Write the next part of the passage on salvaging and looting the scuttled German fleet at Scapa Flow, picking up after its final line.

_Quoted passage_:
BEGIN

Official salvage didn't begin until 1922, a time lapse that gave the good folks of Orkney time to take advantage of the situation. Even Royal Navy ratings had pilfered souvenirs as the ships sank or were beached, but more serious looting, or "the illicit removal of items" was to follow, as the Daily Record and Mail observed:

The target of this activity shifted from trinkets to the valuable non-ferrous metals the ships contained. To this day many island communities regard shipwrecks as a bonanza of wealth to be freely acquired, and it seems this happened in the immediate months after the scuttle…It was observed that some islanders made their fortunes at it… It seems that those hardy, storm stiffened sons of Ultima Thule have been stripping the Seydlitz with hammer hacksaw and spanner for months when the fishing was slack. (p. 67)

Some official small-scale salvage by local firms began in 1922, and the Royal Navy was to play a considerable part in lifting operations. In 1924 the firm of Cox & Danks was assigned the job. They were surprised to find that torpedo tubes had vanished and that every bit of brass and gun-metal had been stripped from the Hindenburg. Apparently divers and heavy lifting equipment had been available to the looters. Some of the spoils had been shipped to the smelters in herring barrels. (p.68)

Range Finder of SMS Kaiser on Ocean Floor at Scapa Flow
(Inset shows position on Ship Model)

END

_Extracted data_:

BEGIN

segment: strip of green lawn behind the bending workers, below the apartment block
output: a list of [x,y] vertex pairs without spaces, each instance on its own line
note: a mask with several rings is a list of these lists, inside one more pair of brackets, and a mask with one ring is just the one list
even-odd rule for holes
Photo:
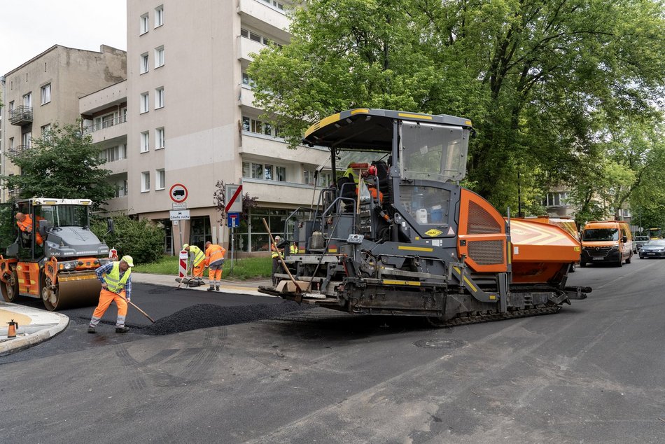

END

_Final answer_:
From UHI Archaeology Institute Report

The story of Cox and Danks' pioneering salvage work is interesting and impressive yet ultimately unfortunate. The company used innovative ways to salvage 32 of the wrecks and send them to the ship-breakers, risked life and limb of their employees—four died on the job and others suffered burns, falls, or other injuries-and the company folded in 1931 with the drop in metal prices. The salvage business was bought by Metal Industries in 1933, just when metal prices were beginning to recover, and the company made good profit from the German wrecks. Work ended when World War II broke out in 1939, although an ongoing project, salvaging the battlecruiser SMS Derfflinger and scrapping her, was not completed until 1948. The story of these two companies, the characters involved and the wheeling, dealing, prices paid, salvage innovations, vessels and parts reclaimed, and other details are all covered in these well-illustrated chapters.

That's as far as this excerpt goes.